• _Source records_:
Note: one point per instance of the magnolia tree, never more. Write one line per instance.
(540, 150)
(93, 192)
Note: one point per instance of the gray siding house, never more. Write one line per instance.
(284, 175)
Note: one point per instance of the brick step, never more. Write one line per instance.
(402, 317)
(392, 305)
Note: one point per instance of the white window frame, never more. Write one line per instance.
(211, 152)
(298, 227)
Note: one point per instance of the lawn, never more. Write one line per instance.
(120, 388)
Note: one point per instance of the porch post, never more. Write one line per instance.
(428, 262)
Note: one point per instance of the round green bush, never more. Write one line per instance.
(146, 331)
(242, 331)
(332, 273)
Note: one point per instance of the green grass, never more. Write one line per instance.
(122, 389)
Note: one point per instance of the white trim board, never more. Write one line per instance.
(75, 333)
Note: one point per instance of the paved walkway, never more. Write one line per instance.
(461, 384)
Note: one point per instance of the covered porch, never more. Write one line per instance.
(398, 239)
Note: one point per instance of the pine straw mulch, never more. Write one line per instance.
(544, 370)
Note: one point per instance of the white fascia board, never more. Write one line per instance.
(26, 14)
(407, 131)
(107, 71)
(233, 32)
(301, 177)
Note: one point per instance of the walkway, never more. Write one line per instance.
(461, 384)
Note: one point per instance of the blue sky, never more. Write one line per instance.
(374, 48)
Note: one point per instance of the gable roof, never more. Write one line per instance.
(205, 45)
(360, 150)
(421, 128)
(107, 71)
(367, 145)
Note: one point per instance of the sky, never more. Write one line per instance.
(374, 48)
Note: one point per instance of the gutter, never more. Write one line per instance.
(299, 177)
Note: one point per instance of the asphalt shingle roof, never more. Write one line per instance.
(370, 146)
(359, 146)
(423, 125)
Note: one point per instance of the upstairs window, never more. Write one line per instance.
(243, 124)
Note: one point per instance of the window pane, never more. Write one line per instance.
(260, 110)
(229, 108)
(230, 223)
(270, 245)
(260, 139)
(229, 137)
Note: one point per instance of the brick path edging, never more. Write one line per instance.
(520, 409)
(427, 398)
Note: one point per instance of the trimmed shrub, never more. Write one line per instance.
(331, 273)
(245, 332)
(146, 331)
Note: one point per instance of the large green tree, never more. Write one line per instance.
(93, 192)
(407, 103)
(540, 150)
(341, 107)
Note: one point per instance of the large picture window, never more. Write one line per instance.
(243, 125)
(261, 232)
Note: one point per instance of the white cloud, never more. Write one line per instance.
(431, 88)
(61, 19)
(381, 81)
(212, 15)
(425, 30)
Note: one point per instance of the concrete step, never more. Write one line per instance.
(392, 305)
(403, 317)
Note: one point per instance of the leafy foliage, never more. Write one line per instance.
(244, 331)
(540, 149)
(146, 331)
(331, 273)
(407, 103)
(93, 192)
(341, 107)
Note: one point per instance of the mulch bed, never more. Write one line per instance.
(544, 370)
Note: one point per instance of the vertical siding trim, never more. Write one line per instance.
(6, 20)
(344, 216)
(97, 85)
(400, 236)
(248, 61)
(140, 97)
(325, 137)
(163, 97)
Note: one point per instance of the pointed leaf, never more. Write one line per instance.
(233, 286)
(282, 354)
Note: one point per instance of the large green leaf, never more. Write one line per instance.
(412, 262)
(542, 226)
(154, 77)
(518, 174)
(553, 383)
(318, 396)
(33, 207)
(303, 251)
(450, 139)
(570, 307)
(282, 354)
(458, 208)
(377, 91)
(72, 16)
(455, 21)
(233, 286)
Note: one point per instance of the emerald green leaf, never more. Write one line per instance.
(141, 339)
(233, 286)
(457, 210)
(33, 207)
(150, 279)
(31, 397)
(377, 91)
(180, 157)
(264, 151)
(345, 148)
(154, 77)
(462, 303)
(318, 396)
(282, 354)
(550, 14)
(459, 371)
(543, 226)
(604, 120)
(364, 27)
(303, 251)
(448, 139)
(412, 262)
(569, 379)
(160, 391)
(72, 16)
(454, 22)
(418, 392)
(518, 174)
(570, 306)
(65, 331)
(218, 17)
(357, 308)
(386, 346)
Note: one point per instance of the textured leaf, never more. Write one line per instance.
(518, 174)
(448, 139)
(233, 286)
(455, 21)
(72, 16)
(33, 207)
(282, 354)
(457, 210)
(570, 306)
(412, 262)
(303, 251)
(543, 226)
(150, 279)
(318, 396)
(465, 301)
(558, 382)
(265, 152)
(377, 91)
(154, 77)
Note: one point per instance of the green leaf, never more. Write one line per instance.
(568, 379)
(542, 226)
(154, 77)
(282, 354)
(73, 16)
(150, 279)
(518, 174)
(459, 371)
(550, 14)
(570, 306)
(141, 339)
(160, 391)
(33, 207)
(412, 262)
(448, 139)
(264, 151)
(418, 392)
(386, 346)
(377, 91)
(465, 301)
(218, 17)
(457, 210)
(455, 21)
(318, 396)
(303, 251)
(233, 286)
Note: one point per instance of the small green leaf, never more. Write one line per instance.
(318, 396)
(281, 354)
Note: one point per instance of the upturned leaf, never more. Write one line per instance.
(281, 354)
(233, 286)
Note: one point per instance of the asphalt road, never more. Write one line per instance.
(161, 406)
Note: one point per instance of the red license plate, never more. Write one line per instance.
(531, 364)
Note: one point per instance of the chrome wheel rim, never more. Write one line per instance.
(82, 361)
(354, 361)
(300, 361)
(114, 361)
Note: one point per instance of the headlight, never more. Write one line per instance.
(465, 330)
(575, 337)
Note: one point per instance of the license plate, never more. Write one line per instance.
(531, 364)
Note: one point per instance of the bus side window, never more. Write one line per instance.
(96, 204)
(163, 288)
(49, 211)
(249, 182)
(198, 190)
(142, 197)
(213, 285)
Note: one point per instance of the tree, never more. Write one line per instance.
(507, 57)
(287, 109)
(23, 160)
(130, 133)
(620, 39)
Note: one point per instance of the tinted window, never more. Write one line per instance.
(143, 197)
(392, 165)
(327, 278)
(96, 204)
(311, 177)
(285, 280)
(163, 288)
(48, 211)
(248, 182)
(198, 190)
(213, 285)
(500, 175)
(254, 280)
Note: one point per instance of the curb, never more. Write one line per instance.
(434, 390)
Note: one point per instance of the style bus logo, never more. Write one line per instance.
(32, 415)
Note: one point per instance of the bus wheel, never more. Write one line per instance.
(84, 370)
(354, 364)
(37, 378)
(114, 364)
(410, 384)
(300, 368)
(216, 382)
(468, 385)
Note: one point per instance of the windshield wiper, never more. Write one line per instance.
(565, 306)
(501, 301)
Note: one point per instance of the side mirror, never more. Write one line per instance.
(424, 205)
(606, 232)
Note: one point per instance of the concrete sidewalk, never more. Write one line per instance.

• _Directions for this task_:
In full and without error, restate the data.

• _Result for this exercise_:
Note: one point per instance of the magnolia tree, never more. Write one line per instance.
(540, 150)
(93, 192)
Note: one point per instance of the gray siding house, never more. Write one line per instance.
(284, 175)
Note: one point per instance of the brick step, never more. Write one line per instance.
(402, 317)
(392, 305)
Note: one point per instance of the white window frame, never more. Write one line per instance.
(211, 152)
(298, 227)
Note: one point per instance of the lawn, never more. Write one line per instance.
(120, 388)
Note: one point per instance of the porch post, never more. Write one line per instance.
(428, 262)
Note: one point per instance of the round green bush, never more. Write one line per instance.
(146, 331)
(242, 331)
(332, 273)
Note: one point per instance of the green grass, never more. Write one line per instance.
(122, 389)
Note: one point per instance of the white trim board, never more. Write one line per instance.
(75, 333)
Note: one point per instance of the paved walkway, never more. Write one line per instance.
(461, 384)
Note: one point per instance of the covered porch, never more. Write one line per instance.
(398, 239)
Note: one point per instance of the pine straw mulch, never more. Write one line per instance.
(544, 370)
Note: one point per instance of the white fascia board, never more. Write one line per instance.
(26, 14)
(407, 131)
(107, 71)
(233, 32)
(301, 177)
Note: one point per instance of the walkway, never more. Write one line per instance.
(461, 384)
Note: one point per instance of the blue sky, never more. Write one line per instance.
(374, 48)
Note: one point per instance of the gable roof, never more. Write one line per instance.
(205, 45)
(360, 150)
(421, 128)
(107, 71)
(367, 145)
Note: one point per instance of the sky, never more. Write one line per instance.
(374, 48)
Note: one point per instance of the gutter, never more. Write one line per instance.
(299, 177)
Note: one point per instance of the asphalt shingle roof, never more. Write one line per instance.
(370, 146)
(359, 146)
(423, 125)
Note: one point per instance of the upstairs window, never more. Write one line per instance.
(243, 124)
Note: one point per instance of the window pane, never more. Write one line per instance.
(260, 110)
(229, 108)
(230, 223)
(270, 245)
(260, 139)
(229, 137)
Note: one point per instance of the brick path edging, never more. Write one line per instance.
(520, 409)
(427, 398)
Note: one point per instance of the trimmed shrub, never more. Write one line per instance.
(331, 273)
(245, 332)
(146, 331)
Note: one point per instance of the large green tree, never more. Write one line per instance.
(93, 192)
(407, 103)
(540, 150)
(341, 107)
Note: one point per instance of the large picture window, never more. Write one line per instance.
(243, 125)
(261, 232)
Note: one point per instance of the white cloud, never more. Write one line per instance.
(431, 88)
(61, 19)
(381, 81)
(212, 15)
(425, 30)
Note: one point per instance of the concrete step, never more. Write one line per instance.
(392, 305)
(403, 317)
Note: one point per instance of the leafy foliage, never more. Write one line per instance.
(244, 331)
(540, 149)
(146, 331)
(331, 273)
(407, 103)
(93, 192)
(341, 107)
Note: one point per instance of the mulch bed, never more. Write one line per instance.
(544, 370)
Note: one point per instance of the vertical siding trim, never more. Write one line per instance.
(6, 20)
(344, 216)
(97, 85)
(400, 236)
(248, 61)
(140, 97)
(325, 137)
(163, 97)
Note: one point per instance of the pointed leaf, never more. Write one line per instance.
(233, 286)
(282, 354)
Note: one point per instance of the large green leaf, never more. Write one line per instance.
(412, 262)
(542, 226)
(154, 77)
(518, 174)
(553, 383)
(318, 396)
(33, 207)
(303, 251)
(450, 139)
(570, 307)
(282, 354)
(458, 208)
(377, 91)
(72, 16)
(455, 21)
(233, 286)
Note: one point per instance of the emerald green leaf, never more. Write one line per instance.
(141, 339)
(233, 286)
(457, 210)
(33, 207)
(150, 279)
(31, 397)
(377, 91)
(180, 157)
(264, 151)
(345, 148)
(154, 77)
(462, 303)
(318, 396)
(282, 354)
(550, 14)
(459, 371)
(543, 226)
(604, 120)
(364, 27)
(303, 251)
(448, 139)
(412, 262)
(569, 379)
(160, 391)
(72, 16)
(454, 22)
(418, 392)
(518, 174)
(570, 306)
(65, 331)
(218, 17)
(357, 308)
(386, 346)
Note: one point per instance of the textured leaf, never more. Write one line per instance.
(518, 174)
(448, 139)
(233, 286)
(455, 21)
(72, 16)
(33, 207)
(282, 354)
(457, 210)
(570, 306)
(412, 262)
(303, 251)
(543, 226)
(150, 279)
(318, 396)
(465, 301)
(558, 382)
(265, 152)
(377, 91)
(154, 77)
Note: one point per instance of the green leaf, never more. Write one line per instance.
(568, 379)
(542, 226)
(154, 77)
(282, 354)
(73, 16)
(150, 279)
(518, 174)
(459, 371)
(550, 14)
(570, 306)
(141, 339)
(160, 391)
(33, 207)
(412, 262)
(448, 139)
(264, 151)
(418, 392)
(386, 346)
(377, 91)
(465, 301)
(218, 17)
(457, 210)
(455, 21)
(318, 396)
(303, 251)
(233, 286)
Note: one point per instance of the small green leaf, never more. Write one line per instance.
(318, 396)
(281, 354)
Note: one point per instance of the upturned leaf, never more. Write one line per instance.
(281, 354)
(233, 286)
Note: one point per instance of the asphalt road, never more. Write one line per instance.
(161, 406)
Note: one point per instance of the red license plate, never more. Write one line per instance.
(531, 364)
Note: one point per instance of the chrome wheel rim, never more. Write one line per instance.
(82, 361)
(354, 361)
(300, 361)
(114, 361)
Note: one point per instance of the headlight, never more. Write one line per instance.
(465, 330)
(575, 337)
Note: one point per instance of the license plate, never more. Write one line per instance.
(531, 364)
Note: one point per instance of the bus side window, never more. Write one line per instance.
(96, 204)
(163, 288)
(49, 211)
(249, 182)
(198, 190)
(142, 197)
(213, 285)
Note: one point per instance of the tree, never more. Write one line per instance.
(507, 57)
(287, 109)
(23, 160)
(130, 133)
(620, 39)
Note: one point per instance of the tinted window, never more. Write one line per instance.
(143, 197)
(392, 165)
(327, 278)
(96, 204)
(311, 177)
(285, 280)
(163, 288)
(48, 211)
(248, 182)
(198, 190)
(213, 285)
(500, 175)
(254, 280)
Note: one point per instance of the curb, never more. Write one line per instance.
(434, 390)
Note: one point per instance of the style bus logo, never more. Write one line per instance.
(32, 415)
Note: one point per instance of the bus wheel, never more. Write one line per instance.
(84, 370)
(354, 364)
(37, 378)
(114, 364)
(410, 384)
(300, 368)
(216, 382)
(468, 385)
Note: one point per instance of the windshield wiper, never more. Write one line per instance.
(565, 306)
(501, 301)
Note: one point per instance of the side mirror, never more. Write one line per instance.
(424, 205)
(606, 232)
Note: one point per instance of the concrete sidewalk, never more. Write one line per instance.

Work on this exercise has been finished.